# [SELECTED EXCERPT]
Association football stadium in Tallaght, Ireland

Tallaght Stadium (Staid Thamhlachta) is an association football stadium in Ireland based in Tallaght, South Dublin. The club Shamrock Rovers originally announced details of the stadium in July 1996. The stadium is now owned and operated by South Dublin County Council with Shamrock Rovers as the anchor tenants.

==Stadium information==
The main stand holds home supporters, club officials and press. A second stand on the opposite (east) side of the ground, was completed in August, 2009. This stand holds the stadium's TV gantry and brought the seating capacity to 6,000 and currently houses away fans. A temporary south stand was constructed over a short period in early September 2011 for Rovers' games in the 2011–12 UEFA Europa League group stage. In 2019 a permanent South Stand was opened behind one of the goals, bringing the capacity to 8,000. Construction of new North Stand started in 2022, and was opened in 2024 which completed the fourth side of the ground and brought the capacity up to 10,000 seats. All four stands are covered.

Refreshment stalls are located at the southern end as is a stadium control room. In June, 2013, a scoreboard was added to the stadium control room.

Temporary seating has been constructed at the stadium three times—once for a club friendly against Real Madrid, which gave the ground a temporary capacity of 10,900 again before the 2009 FAI Cup Final, giving the ground a temporary capacity of 8,500 and for Rovers' games in the 2011–12 UEFA Europa League group stage.

# [AVAILABLE DATA]

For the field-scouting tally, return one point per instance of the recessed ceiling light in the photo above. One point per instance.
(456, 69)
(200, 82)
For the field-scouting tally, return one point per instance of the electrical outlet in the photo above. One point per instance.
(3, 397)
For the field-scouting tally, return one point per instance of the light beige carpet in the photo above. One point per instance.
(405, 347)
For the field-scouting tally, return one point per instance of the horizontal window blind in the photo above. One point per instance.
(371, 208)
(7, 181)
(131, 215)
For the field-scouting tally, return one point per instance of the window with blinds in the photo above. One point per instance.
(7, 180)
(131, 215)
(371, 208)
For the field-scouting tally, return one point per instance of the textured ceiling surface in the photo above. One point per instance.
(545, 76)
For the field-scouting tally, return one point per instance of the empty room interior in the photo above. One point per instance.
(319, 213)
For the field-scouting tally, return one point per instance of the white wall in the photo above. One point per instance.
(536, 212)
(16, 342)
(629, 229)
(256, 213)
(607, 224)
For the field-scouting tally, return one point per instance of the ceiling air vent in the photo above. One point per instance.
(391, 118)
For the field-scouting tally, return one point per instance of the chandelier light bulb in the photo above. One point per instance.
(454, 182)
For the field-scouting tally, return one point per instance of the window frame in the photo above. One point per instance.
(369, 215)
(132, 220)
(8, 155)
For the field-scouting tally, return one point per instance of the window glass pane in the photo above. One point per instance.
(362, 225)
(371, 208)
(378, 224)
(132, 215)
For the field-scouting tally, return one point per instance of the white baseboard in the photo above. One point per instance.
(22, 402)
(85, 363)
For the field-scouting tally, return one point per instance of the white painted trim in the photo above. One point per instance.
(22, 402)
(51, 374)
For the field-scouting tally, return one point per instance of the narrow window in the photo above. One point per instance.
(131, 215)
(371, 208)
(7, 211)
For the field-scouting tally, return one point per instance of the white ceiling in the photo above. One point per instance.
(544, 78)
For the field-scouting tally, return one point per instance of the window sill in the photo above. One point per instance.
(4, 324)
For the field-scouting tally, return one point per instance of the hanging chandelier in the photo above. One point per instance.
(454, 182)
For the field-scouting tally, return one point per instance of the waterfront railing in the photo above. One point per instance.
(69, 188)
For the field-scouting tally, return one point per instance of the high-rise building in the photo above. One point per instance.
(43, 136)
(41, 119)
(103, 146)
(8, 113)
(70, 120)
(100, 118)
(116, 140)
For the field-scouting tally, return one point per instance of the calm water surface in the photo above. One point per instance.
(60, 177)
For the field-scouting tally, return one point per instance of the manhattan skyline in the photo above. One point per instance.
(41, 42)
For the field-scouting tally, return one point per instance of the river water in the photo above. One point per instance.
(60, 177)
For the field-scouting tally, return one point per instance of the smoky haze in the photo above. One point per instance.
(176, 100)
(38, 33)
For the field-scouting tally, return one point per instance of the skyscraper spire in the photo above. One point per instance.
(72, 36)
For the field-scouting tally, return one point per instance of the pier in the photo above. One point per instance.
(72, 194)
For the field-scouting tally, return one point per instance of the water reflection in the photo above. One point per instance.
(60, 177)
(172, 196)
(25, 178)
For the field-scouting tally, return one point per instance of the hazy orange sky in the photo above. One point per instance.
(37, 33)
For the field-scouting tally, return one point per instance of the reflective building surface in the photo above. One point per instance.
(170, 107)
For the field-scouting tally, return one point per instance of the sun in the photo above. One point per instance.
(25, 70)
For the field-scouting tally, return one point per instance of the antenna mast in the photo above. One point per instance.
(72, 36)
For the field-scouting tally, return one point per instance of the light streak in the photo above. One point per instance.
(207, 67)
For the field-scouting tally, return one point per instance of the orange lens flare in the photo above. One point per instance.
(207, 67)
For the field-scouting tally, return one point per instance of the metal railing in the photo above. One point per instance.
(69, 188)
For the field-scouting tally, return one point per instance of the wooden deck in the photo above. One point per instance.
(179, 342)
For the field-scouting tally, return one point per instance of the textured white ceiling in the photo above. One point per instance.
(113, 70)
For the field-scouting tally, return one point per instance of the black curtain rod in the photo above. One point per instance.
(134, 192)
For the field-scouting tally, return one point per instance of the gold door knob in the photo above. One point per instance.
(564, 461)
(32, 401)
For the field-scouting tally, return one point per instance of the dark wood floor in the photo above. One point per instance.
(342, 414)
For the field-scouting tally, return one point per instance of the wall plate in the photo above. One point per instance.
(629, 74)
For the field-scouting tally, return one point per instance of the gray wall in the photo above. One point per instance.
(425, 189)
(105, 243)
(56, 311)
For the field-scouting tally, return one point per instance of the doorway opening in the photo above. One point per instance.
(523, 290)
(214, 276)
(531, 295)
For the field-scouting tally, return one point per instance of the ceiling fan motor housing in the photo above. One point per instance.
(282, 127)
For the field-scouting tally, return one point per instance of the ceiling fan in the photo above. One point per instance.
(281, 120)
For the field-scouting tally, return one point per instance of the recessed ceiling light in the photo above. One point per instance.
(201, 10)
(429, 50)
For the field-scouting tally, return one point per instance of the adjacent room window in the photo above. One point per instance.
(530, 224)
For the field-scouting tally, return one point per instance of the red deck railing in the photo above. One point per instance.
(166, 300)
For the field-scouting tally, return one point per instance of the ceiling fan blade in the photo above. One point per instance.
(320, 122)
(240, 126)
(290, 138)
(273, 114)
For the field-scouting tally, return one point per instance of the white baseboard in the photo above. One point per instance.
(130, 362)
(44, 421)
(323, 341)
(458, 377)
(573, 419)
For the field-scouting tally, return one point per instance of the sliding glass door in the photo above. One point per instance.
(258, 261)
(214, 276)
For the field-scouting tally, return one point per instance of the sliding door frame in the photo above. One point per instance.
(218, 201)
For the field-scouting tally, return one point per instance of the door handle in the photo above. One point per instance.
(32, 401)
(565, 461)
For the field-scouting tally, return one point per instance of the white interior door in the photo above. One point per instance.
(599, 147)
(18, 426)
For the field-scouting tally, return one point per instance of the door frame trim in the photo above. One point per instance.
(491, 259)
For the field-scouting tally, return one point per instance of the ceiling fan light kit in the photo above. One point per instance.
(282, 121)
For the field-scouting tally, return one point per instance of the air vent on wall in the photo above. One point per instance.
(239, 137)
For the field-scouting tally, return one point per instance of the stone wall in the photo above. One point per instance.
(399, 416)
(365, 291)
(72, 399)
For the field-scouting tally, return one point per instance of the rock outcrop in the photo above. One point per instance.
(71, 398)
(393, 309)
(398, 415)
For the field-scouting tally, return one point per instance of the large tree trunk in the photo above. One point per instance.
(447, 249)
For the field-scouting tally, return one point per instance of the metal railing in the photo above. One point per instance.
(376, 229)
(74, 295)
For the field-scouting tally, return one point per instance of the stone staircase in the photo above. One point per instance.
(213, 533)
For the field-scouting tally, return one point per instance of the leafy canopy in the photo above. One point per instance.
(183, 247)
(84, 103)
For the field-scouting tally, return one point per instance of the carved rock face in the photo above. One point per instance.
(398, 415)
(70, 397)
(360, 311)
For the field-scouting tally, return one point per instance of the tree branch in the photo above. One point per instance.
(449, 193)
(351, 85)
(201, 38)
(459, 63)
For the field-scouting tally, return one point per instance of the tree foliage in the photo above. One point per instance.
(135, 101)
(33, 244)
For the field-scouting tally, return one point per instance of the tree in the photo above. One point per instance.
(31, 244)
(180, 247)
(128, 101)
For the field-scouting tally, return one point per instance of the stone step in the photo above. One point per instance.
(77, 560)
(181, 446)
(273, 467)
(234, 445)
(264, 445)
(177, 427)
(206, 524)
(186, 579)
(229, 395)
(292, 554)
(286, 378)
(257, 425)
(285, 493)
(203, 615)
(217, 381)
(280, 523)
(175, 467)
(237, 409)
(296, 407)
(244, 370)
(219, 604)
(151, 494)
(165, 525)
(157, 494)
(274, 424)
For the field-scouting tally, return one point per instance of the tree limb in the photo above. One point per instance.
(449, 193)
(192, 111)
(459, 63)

# [PROMPT 1]
Which capacity figures does the Tallaght Stadium text give? List each one with what it refers to.
# [PROMPT 2]
Continue the text on Tallaght Stadium from its last sentence.

# [YOUR RESPONSE 1]
- 6,000: seating capacity after the east stand was completed in August 2009
- 8,000: capacity after the permanent South Stand opened in 2019
- 10,000: capacity after the North Stand opened in 2024
- 10,900: temporary capacity for the club friendly against Real Madrid
- 8,500: temporary capacity before the 2009 FAI Cup Final

# [YOUR RESPONSE 2]
===Megastore===
Located behind the North Stand is the Shamrock Rovers Megastore.

Though previously run by kit supplier, Umbro, it is now fully operated by Rovers. The Megastore was expanded in March, 2011, to include the Rovers Café. Within the Café was a large collection of memorabilia and trophies from the club's foundation in 1899 to the present day that have been donated to the Shamrock Rovers Heritage Trust and have been placed on public display. For the 2013 League of Ireland season, the cafe was replaced with a Customer service area.

===Glenmalure Suite===
Club members can visit the Glenmalure Suite 60 minutes before kick off, at half time, and after the game for 30 minutes. Occasional post match Q&A with the manager and players are held in the suite.

For the 2018 League of Ireland Premier Division season the bigger 1899 Suite opened for members.

==History==
===Planning disagreements===
The following chronology is taken from the Judgement from the High Court on the Judicial Review.

On 10 February 1997, South Dublin County Council passed a resolution to lease land comprising approximately 12.18 acre at Whitestown Way for the construction of a Stadium for Shamrock Rovers F.C. On 14 January 1998, planning permission was granted and on 24 March 2000, the lease was granted to Mulden International Limited. On 20 October 2000, Mulden International Limited transferred their lease to Slonepark Company Limited to build the stadium and work commenced in October, 2000. Work ceased at the site in November, 2001, with the pitch and drainage laid, the main stand almost complete and other buildings in various states of completion.

Following a prolonged period where no work was carried out at the stadium and a refusal by the Planning Authority in December 2004 to extend the lease the Council terminated the lease on 4 January 2004.

An examiner was appointed to Shamrock Rovers F.C. on 11 April 2005, and the council engaged in discussions with the examiner regarding the completion of the stadium and its use by Shamrock Rovers Football Club when completed. Following the examinership process a supporters group, the '400 Club' took control of Shamrock Rovers and run the club today as the Shamrock Rovers Members Club.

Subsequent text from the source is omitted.